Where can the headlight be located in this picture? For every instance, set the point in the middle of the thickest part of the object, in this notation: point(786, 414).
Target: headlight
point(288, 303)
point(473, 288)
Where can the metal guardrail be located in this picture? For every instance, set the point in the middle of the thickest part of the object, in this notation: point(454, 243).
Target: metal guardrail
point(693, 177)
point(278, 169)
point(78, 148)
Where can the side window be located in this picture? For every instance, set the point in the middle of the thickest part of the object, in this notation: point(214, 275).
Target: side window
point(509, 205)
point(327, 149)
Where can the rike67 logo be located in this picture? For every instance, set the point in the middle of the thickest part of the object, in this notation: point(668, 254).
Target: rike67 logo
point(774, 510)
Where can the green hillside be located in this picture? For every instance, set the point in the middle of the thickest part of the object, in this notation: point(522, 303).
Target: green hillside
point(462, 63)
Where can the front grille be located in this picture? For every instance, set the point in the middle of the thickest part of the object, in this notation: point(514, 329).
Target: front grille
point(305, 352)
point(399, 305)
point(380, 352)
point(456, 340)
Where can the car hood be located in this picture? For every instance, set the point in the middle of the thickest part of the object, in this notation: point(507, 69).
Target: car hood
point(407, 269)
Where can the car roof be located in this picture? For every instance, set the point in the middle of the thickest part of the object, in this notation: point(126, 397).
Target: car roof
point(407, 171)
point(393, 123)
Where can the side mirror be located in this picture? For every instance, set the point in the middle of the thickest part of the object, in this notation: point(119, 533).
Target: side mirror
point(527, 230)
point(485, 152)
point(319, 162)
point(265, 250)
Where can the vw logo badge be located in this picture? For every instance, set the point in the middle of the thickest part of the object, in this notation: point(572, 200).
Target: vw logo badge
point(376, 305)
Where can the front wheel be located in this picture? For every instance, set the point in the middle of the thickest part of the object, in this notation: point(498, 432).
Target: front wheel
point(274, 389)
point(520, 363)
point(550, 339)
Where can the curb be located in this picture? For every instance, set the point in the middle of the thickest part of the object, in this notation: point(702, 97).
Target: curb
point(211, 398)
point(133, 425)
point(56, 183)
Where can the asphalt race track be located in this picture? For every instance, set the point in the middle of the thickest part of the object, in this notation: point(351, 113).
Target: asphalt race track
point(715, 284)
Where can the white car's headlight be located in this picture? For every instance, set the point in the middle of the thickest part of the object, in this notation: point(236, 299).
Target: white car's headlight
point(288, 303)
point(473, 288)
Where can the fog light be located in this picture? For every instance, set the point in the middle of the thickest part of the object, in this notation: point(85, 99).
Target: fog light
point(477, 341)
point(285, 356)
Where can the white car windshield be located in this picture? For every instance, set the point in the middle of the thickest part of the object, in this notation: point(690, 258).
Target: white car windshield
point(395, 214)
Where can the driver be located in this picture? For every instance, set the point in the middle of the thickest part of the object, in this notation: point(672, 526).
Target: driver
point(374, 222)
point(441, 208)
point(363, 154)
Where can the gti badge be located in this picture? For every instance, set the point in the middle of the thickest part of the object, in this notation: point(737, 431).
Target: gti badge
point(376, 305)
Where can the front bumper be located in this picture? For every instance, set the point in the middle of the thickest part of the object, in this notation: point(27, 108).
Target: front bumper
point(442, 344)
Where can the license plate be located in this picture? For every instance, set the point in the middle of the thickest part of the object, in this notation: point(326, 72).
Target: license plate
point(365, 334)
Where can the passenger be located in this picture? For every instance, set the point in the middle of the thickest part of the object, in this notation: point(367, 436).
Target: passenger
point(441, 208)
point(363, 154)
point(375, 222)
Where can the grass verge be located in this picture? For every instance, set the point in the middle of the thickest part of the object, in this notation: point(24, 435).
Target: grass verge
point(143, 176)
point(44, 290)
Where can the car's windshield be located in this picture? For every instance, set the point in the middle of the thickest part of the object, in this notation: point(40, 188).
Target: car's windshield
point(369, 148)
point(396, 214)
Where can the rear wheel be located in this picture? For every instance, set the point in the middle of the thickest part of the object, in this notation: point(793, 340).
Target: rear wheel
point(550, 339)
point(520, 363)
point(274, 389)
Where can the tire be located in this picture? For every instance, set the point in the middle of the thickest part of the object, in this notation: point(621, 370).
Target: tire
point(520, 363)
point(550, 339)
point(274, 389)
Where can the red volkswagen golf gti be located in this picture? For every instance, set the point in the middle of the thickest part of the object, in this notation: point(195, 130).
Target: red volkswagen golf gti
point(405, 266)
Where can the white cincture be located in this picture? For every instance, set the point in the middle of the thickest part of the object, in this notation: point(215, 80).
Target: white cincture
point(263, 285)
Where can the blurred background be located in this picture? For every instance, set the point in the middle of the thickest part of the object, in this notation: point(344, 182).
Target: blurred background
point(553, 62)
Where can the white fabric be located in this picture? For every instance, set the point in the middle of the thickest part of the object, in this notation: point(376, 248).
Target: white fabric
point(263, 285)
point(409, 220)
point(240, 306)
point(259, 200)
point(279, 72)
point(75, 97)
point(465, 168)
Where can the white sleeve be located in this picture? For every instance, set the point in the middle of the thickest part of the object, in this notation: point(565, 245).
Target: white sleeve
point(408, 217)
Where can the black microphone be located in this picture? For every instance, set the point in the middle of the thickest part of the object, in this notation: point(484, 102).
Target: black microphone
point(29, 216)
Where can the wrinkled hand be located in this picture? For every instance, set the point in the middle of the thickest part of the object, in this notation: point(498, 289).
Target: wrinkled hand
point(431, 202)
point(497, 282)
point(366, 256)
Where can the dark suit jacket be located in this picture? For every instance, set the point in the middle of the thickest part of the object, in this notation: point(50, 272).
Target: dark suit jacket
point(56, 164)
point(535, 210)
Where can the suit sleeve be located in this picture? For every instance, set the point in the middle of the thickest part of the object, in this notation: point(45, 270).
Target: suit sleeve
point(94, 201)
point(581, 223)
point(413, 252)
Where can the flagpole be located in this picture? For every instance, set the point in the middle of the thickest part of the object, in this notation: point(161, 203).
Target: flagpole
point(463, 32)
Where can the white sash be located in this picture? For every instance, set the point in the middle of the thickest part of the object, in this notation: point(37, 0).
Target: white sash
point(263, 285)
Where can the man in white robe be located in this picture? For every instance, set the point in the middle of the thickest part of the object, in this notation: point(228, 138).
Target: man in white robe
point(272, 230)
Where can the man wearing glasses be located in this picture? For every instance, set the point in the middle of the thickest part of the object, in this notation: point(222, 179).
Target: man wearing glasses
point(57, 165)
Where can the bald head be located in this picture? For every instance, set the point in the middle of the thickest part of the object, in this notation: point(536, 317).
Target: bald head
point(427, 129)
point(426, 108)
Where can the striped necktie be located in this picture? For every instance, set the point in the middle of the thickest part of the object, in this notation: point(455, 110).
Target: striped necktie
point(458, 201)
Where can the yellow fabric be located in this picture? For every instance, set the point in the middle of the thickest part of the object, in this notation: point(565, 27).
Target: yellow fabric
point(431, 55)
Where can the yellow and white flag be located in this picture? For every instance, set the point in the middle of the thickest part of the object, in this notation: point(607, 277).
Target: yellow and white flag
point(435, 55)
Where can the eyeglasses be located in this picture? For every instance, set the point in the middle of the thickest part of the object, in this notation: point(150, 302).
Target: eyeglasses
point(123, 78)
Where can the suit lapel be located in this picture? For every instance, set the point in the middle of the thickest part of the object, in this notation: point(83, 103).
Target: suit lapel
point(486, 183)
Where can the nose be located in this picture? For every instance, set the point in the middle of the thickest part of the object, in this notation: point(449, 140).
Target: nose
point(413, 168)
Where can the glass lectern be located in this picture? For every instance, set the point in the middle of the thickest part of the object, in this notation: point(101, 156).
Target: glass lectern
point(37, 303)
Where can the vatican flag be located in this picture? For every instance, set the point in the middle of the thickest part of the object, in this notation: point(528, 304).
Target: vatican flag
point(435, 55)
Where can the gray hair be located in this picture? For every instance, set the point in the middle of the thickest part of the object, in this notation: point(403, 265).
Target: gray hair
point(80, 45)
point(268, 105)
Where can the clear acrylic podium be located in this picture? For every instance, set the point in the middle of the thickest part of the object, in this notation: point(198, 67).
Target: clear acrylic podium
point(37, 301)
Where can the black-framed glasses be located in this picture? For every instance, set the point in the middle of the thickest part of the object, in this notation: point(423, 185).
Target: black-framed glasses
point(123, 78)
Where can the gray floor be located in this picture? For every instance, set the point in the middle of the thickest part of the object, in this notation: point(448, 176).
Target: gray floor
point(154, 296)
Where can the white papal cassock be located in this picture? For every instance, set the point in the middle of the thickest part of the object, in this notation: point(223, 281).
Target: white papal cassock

***

## Your objective
Search the entries for the word "papal", then gather every line that has it.

## Exercise result
Where can the white papal cassock be located in this picture? For every instance, set the point in the middle of the thickest part of the object, in this notation: point(223, 281).
Target: white papal cassock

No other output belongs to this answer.